**What is expected**: Copy the records from the beginning through the line that contains "Please outline every instance of the zipper.", and change every "background" to "unmasked", keeping everything else the same. Leave out the pictures.

**Material**:
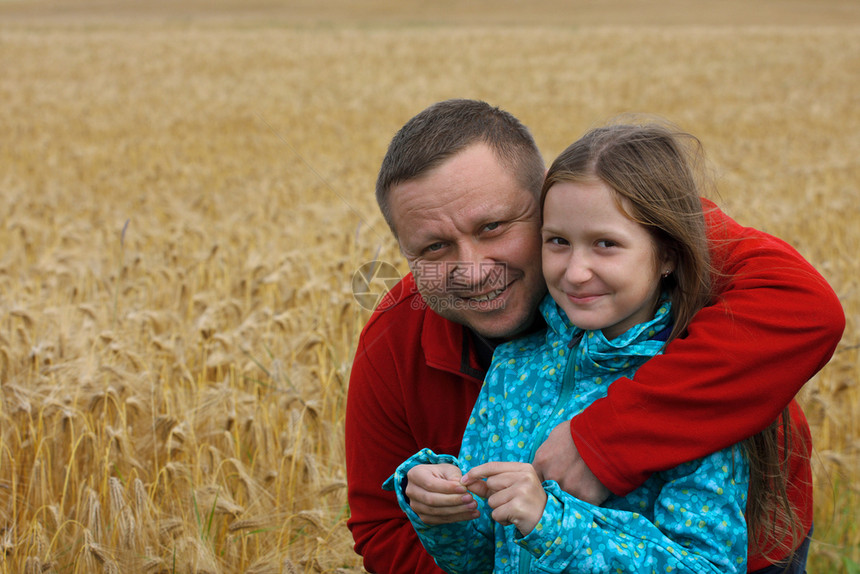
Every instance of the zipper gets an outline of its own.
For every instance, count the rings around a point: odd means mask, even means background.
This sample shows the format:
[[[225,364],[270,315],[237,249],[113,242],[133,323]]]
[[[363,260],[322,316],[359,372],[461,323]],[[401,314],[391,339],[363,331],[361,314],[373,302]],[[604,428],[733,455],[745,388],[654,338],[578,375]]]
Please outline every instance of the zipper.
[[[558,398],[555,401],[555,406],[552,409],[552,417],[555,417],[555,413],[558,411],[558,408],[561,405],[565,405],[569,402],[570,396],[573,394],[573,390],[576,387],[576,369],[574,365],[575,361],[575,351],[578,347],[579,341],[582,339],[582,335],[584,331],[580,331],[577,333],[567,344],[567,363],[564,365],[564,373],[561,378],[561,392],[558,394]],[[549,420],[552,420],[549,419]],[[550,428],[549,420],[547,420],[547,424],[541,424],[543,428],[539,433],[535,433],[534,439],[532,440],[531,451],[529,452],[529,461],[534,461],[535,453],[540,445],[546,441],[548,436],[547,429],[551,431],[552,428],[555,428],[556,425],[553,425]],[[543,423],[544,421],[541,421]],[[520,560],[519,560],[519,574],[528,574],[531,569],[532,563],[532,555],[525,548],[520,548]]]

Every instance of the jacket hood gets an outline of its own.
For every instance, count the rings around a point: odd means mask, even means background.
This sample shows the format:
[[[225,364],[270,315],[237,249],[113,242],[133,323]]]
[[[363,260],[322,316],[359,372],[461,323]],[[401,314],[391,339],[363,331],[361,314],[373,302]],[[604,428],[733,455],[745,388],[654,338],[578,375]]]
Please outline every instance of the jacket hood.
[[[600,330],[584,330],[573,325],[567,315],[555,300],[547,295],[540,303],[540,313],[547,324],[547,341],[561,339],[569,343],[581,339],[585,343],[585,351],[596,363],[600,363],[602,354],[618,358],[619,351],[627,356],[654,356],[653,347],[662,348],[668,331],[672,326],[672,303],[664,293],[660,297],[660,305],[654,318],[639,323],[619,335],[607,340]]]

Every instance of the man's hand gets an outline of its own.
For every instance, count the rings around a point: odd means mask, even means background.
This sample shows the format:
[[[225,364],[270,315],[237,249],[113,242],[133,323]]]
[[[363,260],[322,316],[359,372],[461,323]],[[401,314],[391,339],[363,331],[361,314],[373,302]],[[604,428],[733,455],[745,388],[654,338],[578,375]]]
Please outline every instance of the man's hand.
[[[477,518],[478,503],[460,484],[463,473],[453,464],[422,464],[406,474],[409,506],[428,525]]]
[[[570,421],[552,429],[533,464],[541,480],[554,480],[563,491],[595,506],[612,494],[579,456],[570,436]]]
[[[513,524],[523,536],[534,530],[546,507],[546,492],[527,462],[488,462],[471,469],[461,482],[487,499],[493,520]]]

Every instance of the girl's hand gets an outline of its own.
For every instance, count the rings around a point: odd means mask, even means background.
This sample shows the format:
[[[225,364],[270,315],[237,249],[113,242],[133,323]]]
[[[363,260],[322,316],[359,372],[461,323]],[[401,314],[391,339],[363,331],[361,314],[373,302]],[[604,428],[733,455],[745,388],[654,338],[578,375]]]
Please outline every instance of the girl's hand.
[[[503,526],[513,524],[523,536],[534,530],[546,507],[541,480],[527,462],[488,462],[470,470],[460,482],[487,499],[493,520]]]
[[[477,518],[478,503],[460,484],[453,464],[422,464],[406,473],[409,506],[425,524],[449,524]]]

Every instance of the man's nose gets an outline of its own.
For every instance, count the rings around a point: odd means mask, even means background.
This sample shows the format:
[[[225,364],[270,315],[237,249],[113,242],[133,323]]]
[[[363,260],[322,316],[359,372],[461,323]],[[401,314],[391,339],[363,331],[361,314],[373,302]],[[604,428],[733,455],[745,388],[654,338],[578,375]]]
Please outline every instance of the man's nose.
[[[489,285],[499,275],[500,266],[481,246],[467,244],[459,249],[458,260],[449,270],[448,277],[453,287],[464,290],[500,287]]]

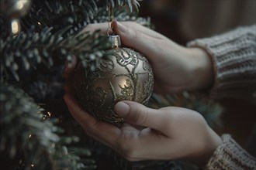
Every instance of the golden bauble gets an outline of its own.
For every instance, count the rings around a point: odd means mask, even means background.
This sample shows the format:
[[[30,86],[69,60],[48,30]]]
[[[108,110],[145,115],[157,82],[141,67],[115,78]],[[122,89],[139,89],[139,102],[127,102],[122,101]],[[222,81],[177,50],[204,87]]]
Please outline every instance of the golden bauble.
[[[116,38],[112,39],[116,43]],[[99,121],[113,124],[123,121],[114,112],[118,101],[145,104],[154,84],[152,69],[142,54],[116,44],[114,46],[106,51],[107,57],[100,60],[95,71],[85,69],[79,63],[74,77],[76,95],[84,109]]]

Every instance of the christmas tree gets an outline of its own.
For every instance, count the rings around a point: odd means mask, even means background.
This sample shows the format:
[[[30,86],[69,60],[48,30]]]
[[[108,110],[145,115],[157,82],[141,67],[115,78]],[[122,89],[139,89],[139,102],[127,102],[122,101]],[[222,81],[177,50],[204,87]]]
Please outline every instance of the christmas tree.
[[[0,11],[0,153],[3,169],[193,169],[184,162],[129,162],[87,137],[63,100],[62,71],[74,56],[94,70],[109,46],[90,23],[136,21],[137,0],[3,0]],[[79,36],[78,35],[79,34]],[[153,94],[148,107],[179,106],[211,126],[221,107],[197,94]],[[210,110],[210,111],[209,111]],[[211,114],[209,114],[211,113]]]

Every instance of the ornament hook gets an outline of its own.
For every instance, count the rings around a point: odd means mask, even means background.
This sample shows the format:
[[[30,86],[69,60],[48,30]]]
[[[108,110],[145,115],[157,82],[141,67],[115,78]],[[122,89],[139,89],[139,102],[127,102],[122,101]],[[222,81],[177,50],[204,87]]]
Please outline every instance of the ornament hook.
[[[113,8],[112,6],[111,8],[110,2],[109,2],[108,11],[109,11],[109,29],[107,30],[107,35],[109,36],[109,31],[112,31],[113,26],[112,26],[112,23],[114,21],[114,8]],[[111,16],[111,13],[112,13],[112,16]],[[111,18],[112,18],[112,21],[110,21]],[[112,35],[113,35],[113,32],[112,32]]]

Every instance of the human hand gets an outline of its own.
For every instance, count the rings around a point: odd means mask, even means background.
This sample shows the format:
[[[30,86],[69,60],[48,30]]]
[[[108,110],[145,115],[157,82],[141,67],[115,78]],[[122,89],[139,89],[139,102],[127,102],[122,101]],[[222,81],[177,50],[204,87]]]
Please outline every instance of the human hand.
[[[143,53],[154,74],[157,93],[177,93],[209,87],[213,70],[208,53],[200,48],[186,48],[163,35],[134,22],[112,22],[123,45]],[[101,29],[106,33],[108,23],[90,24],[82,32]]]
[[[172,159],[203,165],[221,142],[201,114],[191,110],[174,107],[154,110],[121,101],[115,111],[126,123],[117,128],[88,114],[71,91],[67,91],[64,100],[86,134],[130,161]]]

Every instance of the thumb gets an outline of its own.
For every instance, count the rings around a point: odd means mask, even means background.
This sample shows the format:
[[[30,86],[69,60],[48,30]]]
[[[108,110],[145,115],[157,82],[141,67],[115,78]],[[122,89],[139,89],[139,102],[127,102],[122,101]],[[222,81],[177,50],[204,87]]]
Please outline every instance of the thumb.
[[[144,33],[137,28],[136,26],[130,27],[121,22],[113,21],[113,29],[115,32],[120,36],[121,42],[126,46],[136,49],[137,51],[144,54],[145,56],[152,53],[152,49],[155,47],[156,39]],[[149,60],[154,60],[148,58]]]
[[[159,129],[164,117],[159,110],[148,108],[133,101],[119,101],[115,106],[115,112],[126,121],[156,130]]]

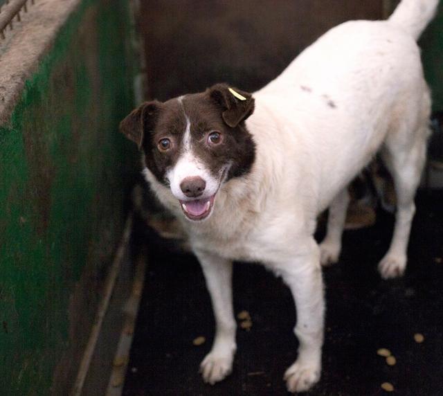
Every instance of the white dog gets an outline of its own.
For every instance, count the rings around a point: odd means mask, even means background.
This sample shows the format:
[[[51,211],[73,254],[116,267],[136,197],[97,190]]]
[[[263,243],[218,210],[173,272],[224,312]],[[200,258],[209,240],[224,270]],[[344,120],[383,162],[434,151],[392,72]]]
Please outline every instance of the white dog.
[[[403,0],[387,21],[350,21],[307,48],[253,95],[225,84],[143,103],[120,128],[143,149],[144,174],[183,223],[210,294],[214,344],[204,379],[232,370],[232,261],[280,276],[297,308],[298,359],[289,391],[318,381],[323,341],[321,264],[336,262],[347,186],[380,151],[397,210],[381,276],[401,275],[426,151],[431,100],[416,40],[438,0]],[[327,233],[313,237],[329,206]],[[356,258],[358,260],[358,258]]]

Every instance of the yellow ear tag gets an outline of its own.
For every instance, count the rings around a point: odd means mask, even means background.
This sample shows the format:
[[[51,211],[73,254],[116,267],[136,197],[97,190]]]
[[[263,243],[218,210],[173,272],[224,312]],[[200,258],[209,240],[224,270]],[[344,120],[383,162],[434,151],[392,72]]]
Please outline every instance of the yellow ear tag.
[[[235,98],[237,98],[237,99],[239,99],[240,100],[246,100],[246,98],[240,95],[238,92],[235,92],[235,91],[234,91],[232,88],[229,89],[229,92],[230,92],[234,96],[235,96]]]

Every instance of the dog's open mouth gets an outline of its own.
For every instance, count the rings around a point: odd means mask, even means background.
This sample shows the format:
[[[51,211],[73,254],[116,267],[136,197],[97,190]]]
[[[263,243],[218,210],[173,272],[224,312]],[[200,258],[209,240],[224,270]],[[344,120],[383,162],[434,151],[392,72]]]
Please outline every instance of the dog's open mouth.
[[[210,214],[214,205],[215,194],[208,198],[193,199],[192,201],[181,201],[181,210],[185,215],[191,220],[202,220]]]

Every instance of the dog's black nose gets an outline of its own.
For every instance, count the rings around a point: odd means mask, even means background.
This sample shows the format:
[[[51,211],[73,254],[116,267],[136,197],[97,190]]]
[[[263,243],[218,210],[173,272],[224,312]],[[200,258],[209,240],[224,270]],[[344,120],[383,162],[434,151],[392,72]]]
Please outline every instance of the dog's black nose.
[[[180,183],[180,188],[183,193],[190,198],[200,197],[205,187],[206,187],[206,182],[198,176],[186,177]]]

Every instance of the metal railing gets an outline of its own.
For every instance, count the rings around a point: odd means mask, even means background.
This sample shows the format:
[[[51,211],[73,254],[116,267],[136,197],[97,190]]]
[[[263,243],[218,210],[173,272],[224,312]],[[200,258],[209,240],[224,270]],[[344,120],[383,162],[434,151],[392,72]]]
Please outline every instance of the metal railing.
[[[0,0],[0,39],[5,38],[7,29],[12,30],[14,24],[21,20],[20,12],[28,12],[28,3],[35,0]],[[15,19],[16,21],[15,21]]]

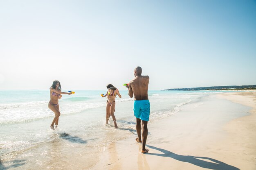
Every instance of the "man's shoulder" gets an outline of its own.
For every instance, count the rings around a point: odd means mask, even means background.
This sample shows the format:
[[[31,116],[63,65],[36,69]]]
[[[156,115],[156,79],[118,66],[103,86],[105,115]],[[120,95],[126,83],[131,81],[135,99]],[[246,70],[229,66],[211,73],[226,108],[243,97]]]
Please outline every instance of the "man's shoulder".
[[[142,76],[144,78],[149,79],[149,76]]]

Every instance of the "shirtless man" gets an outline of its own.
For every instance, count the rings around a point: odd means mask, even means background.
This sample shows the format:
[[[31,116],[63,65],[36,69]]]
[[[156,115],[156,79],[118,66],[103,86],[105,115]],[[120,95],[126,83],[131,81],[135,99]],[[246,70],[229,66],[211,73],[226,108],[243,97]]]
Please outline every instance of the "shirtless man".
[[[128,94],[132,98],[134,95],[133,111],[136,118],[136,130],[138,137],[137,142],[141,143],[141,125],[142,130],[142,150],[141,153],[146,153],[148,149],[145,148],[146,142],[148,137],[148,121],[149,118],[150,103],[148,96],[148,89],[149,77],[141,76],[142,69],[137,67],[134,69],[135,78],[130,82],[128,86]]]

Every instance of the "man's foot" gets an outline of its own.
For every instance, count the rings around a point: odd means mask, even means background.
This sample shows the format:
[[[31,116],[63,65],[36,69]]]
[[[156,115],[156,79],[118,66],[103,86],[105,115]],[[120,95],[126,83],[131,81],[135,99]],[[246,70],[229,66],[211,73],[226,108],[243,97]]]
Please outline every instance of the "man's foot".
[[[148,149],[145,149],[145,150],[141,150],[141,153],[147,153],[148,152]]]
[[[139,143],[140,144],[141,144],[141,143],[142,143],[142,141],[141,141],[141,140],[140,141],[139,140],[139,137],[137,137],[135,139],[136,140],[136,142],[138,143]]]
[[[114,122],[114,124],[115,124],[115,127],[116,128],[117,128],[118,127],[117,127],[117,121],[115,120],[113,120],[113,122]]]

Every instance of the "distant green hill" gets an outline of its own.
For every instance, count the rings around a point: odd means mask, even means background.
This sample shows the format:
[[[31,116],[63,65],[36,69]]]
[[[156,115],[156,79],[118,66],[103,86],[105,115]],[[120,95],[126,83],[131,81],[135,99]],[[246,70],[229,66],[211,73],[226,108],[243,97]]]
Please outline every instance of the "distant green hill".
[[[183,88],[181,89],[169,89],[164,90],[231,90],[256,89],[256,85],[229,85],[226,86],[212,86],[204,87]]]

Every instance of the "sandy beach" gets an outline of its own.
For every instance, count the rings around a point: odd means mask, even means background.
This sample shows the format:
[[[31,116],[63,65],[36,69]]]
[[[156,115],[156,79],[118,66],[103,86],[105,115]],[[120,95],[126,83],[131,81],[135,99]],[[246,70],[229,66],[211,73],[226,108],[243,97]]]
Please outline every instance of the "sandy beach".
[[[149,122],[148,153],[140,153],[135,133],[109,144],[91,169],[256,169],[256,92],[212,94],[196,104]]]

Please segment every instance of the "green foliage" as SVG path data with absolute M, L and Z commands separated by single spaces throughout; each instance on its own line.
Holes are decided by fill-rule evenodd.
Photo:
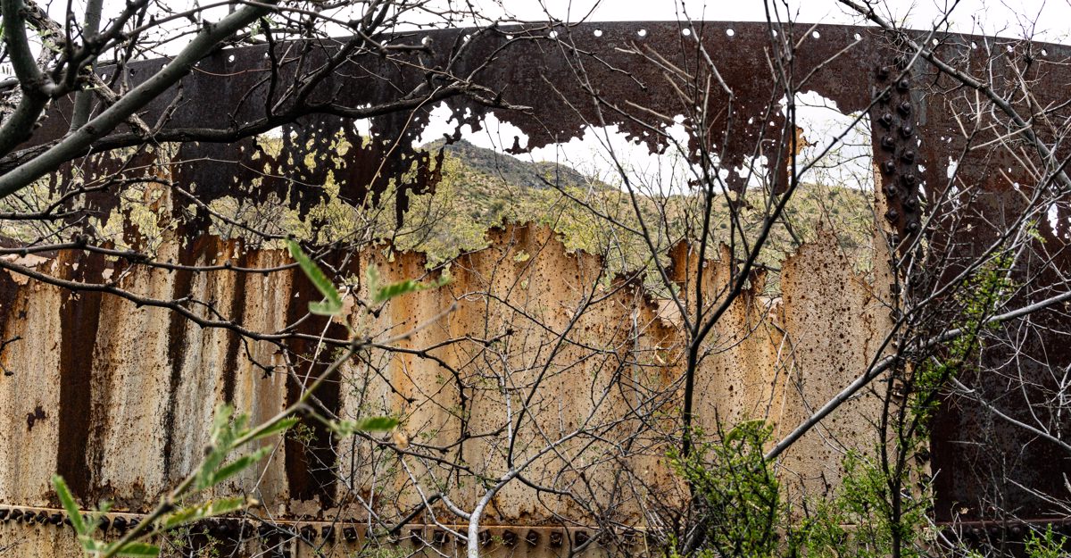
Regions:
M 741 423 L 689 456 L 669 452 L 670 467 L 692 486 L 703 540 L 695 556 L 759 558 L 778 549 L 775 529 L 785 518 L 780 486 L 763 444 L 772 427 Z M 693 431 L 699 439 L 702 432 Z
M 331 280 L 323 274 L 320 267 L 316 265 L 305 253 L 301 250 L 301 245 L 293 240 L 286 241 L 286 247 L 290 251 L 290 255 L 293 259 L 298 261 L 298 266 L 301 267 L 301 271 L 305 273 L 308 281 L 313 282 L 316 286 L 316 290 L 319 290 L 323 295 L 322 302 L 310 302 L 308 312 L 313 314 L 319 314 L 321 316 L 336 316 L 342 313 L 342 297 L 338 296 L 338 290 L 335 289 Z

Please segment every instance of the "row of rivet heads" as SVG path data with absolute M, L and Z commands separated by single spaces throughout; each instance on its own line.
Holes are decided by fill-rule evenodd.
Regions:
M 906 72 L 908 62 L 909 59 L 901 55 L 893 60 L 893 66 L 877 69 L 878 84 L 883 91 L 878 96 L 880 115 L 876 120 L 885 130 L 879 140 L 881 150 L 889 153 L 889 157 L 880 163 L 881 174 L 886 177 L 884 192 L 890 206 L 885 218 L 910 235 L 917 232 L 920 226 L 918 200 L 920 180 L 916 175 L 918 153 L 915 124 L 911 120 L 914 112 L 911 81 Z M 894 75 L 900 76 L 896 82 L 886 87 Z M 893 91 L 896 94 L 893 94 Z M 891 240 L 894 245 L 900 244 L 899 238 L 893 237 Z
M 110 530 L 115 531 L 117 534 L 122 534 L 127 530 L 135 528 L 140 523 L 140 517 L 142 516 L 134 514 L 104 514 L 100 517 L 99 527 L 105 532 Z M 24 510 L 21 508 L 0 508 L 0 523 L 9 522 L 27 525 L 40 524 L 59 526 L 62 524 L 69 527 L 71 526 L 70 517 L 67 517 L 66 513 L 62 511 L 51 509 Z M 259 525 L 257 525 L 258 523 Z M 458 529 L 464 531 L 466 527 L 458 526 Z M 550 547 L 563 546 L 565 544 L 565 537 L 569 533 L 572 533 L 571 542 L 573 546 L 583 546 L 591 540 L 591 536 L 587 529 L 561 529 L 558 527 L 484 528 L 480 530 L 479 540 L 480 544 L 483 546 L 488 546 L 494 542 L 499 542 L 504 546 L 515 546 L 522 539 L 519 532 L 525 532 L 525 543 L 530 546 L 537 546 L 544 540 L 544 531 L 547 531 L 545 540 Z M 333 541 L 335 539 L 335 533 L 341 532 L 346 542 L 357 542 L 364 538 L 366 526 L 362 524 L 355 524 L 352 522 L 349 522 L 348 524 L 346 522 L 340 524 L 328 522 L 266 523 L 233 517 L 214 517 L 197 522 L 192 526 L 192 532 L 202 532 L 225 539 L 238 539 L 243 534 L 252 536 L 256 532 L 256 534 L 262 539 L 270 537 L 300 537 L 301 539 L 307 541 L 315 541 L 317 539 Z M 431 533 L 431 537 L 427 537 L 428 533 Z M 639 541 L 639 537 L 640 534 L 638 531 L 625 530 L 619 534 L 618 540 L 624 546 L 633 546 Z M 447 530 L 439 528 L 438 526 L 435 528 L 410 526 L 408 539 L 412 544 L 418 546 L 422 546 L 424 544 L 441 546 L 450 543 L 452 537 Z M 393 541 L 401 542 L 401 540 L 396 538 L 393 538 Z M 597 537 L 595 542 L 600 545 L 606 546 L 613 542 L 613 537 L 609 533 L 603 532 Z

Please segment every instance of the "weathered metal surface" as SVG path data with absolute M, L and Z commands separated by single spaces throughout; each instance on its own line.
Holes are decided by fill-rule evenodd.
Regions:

**Written response**:
Every instance of the zipper gets an outline of its own.
For every instance, count the rings around a point: odd means mask, even means unmasked.
This sample shows the format:
[[[225,364],[270,315],[237,249],[113,242],[133,323]]]
[[[363,260],[322,316],[359,372],[461,323]],[[401,314],[391,339],[363,331],[361,314],[373,302]],[[604,428],[733,455],[745,388],[654,338],[578,375]]]
Please outline every instance of the zipper.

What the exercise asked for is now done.